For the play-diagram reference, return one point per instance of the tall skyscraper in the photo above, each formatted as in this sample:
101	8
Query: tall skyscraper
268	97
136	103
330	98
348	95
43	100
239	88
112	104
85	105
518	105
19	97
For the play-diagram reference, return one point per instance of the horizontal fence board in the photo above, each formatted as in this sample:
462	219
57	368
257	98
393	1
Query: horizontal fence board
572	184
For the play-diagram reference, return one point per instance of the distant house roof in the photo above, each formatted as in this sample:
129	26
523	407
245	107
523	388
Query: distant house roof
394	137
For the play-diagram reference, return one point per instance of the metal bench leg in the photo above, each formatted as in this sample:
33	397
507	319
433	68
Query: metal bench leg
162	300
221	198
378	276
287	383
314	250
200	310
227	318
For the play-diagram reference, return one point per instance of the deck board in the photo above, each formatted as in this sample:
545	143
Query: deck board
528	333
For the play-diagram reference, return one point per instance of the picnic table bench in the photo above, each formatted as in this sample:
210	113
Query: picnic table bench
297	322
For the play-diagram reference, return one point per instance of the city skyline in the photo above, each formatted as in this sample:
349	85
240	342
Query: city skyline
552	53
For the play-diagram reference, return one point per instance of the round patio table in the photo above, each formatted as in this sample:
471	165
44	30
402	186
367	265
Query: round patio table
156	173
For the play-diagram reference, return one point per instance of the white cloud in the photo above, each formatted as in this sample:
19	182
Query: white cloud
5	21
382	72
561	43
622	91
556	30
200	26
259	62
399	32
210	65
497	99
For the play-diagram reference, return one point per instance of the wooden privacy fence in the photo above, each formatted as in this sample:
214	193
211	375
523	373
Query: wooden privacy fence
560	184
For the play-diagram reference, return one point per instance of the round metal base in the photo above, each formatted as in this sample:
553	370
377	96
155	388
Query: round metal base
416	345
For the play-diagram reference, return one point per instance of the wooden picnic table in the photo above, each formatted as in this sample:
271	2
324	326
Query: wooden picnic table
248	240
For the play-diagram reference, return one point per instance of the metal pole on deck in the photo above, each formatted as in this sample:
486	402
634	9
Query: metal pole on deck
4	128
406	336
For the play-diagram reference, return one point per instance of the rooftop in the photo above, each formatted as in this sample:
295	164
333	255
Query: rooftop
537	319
=-=-=-=-=
## WHAT TO PRODUCE
Each entry should be reproduced in the output exactly.

## SOLUTION
For the play-diagram reference, return one point per instance of the tall skyscraper in the photo above, each formatted as in this sample:
101	8
Query: tall skyscraper
268	97
136	103
330	98
348	95
43	100
239	88
112	104
85	105
518	105
19	97
For the play-diagram reference, return one point per instance of the horizontal fence board in the photo above, each formatted as in this sample:
462	219
57	368
257	98
393	1
Query: horizontal fence board
572	184
For the play-diagram reference, return one point per instance of the distant house roof in the photo above, each formatted as in this sample:
129	26
523	407
245	107
523	388
Query: distant house roof
394	137
For the play-diagram reference, return one point per instance of the metal bench leg in the photo above, each formatted as in this sample:
33	397
507	319
433	68
Query: metal bench leg
162	300
221	198
378	276
287	383
314	250
200	310
227	318
For the play-diagram reference, return one point per instance of the deck board in the photo above, each formatted as in this sample:
545	143
Query: deck board
528	333
For the play-diagram reference, return one point per instance of the picnic table bench in the photo above, each formatted as in this sample:
210	113
Query: picnic table bench
297	322
For the play-diagram reference, return one point per instance of the city skyline in the photo above, each formatted as in this sample:
349	85
240	342
Query: city skyline
552	53
For the play-diagram reference, return one point per instance of the round patio table in the photo above, each formatted as in this sample:
471	165
44	30
402	186
367	265
Query: round patio table
156	173
For the play-diagram reference, return one point per instance of the white cloud in the photo above, each formatted as in this sample:
19	182
Query: white cloud
5	21
382	72
561	43
622	91
556	30
200	26
259	62
399	32
210	65
497	99
For the play-diagram reference, return one point per instance of the wooden privacy fence in the photo above, each formatted as in this sample:
214	193
211	375
523	373
Query: wooden privacy fence
560	184
For the play-diagram reference, return one point per instance of the round metal base in the photo above, each formatted as in this sample:
553	370
377	96
155	388
Query: round metal base
416	345
For the play-diagram reference, return one point per instance of the wooden picnic table in the photo above, each formatted as in this sample:
271	2
324	326
Query: wooden picnic table
248	240
For the play-diagram reference, return one point per instance of the metal pole on deck in the photo above, each formatted as in this sample:
486	402
634	9
Query: metal pole on deck
4	128
406	336
For the play-diagram reference, return one point per instance of the rooftop in the photo above, each formatted as in this sample:
295	164
333	255
Query: rooftop
537	319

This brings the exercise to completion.